- **Exercise instructions**:
Restating the data word for word is all that is required.
--------
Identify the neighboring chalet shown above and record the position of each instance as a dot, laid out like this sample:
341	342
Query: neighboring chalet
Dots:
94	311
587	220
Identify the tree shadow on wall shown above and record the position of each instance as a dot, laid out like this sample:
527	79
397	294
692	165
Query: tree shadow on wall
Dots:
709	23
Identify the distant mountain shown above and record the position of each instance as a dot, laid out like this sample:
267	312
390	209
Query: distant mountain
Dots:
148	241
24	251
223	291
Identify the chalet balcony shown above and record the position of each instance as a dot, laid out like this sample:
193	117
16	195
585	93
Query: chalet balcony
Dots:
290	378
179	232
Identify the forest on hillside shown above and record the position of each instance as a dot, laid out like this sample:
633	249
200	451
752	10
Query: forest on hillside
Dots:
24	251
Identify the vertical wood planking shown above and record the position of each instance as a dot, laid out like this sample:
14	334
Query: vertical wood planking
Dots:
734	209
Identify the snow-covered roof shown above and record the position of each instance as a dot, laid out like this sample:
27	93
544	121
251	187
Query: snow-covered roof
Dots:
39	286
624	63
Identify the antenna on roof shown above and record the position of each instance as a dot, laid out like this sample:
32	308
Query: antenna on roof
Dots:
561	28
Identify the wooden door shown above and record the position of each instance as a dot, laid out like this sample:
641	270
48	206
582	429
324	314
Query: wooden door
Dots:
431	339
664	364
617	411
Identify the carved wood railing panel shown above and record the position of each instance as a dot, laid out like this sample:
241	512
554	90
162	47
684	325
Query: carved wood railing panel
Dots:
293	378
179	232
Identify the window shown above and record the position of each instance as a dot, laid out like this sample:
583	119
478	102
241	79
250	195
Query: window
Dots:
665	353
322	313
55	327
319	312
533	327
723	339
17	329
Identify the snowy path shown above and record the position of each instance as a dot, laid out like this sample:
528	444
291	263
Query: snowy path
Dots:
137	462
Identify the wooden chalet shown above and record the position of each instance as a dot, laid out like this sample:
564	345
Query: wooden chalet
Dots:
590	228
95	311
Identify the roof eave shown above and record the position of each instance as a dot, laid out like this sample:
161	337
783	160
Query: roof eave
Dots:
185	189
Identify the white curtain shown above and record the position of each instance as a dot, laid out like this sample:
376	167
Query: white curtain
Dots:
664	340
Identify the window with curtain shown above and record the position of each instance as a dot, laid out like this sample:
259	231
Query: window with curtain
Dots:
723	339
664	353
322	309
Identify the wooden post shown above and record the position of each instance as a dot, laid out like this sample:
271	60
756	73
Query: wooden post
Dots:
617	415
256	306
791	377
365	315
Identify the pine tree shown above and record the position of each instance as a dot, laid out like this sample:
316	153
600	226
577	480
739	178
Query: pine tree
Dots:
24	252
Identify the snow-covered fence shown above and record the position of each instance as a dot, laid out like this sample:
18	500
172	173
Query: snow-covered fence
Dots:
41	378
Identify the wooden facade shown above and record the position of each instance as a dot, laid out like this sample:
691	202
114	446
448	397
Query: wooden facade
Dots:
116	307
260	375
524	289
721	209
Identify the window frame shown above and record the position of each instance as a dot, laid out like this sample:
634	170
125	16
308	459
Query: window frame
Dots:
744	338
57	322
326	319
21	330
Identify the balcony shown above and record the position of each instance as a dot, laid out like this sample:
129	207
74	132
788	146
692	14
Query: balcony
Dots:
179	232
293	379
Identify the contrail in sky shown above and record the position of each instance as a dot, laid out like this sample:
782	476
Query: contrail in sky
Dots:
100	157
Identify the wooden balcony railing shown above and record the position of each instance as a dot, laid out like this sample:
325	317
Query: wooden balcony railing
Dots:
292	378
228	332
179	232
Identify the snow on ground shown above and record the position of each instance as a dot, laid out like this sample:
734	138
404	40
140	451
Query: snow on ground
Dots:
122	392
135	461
--------
- **Answer to this exercise**:
Identify the neighboring chalet shown above and record the position of each instance as a dot, laid out like this sample:
341	342
Query: neighboring chalet
Dots:
94	311
587	220
Identify the tree shadow on wall shown above and record the position of each instance as a dot, laid out like this sample:
527	79
397	294
692	165
Query: tree shadow on wall
Dots:
709	23
Identify the distant mountain shown above and record the position of each instance as a dot, laid out like this sample:
267	312
390	209
Query: distant mountain
Dots:
148	241
24	251
223	291
Identify the chalet balcony shown above and record the position of each instance as a dot, laid out like this sample:
193	117
16	195
585	93
Query: chalet balcony
Dots:
290	378
179	232
Identify the forest on hillside shown above and record the position of each instance as a dot, laid out like this sample:
633	249
200	451
752	10
Query: forest on hillside
Dots:
24	251
Identify the vertical wood planking shown above and record the position of each instance as a dot, laid out like this sample:
14	334
Query: vertical wood planking
Dots:
734	209
Identify the snow-covered roof shown above and record the position of each instance as a dot, laid out like this sample:
27	93
544	121
251	187
Query: snow-covered roof
Dots:
39	286
624	63
Identify the antenna on roof shown above and record the position of each instance as a dot, laid out like this sample:
32	308
Query: antenna on roof
Dots:
561	28
Identify the wooden door shown above and record the position of each instance as a dot, laid out like this sample:
641	270
48	206
582	429
324	314
Query: wooden door
Dots:
431	339
664	364
617	411
Identify the carved wood railing panel shown above and record the position of each instance as a dot, laid out like this sample:
241	512
554	90
162	47
684	325
Query: carved wood railing panel
Dots:
293	378
179	232
Identify the window shown above and record the position of each instance as a dot, laid out like this sample:
583	119
478	102
241	79
250	195
Query: window
Dots:
665	353
322	313
55	327
319	312
533	327
723	339
17	329
Identify the snowy path shown above and record the position of each instance as a dot, laid out like this sample:
528	444
291	263
Query: snowy path
Dots:
137	462
Identify the wooden chalet shown above and record the position of each instance as a dot, laid out like this sample:
564	345
Query: wooden chalet
Dots:
590	228
95	311
Identify the roof eave shown above and record the position of each instance as a dot, laid out like this sample:
161	337
783	160
Query: roof eave
Dots:
185	189
Identify the white curtain shown above and record the position of each instance as a dot, laid out like this sample:
376	167
Query: white curtain
Dots:
664	340
Identify the window with curtain shown above and record the position of each instance as a dot, laid out like this sample:
259	231
Query: window with curtain
Dots:
723	339
664	353
322	309
Identify the wooden post shown above and record the position of each instance as a dot, laid out like this sample:
271	60
756	73
Query: wooden post
Dots:
617	415
256	306
791	377
365	315
Identify the pine tree shown above and record the position of each instance as a dot, laid out like this sample:
316	153
600	226
577	480
739	178
Query: pine tree
Dots:
24	252
Identify the snow-covered fence shown above and record the position of each instance as a dot, laid out like this sample:
18	500
172	173
Query: snow-covered fence
Dots:
41	378
Identify the wooden facade shown above and record the position of each instance as a dot, laid out like this sample:
691	202
114	446
448	397
Query: wooden facade
Dots:
116	307
260	375
524	289
721	209
Identify the window frame shown above and record the position of each instance as a dot, laid out like this sample:
634	170
125	16
308	459
Query: window frame
Dots:
744	338
57	322
326	319
21	330
Identify the balcony shown above and record the position of each instance as a dot, laid out like this sample:
129	207
74	132
788	146
692	14
Query: balcony
Dots:
179	232
293	379
Identify the contrail in sky shown above and record the position of each instance as a dot, laid out like this sample:
782	476
Query: contrail in sky
Dots:
100	157
Identify the wooden balcony railing shown above and record the position of each instance as a dot, laid out like this sample:
325	317
Query: wooden balcony railing
Dots:
292	378
228	332
179	232
Identify the snow on ground shown above and record the position of each instance as a dot, laid out like this sample:
734	138
404	40
140	451
Query: snow on ground
Dots:
122	392
135	461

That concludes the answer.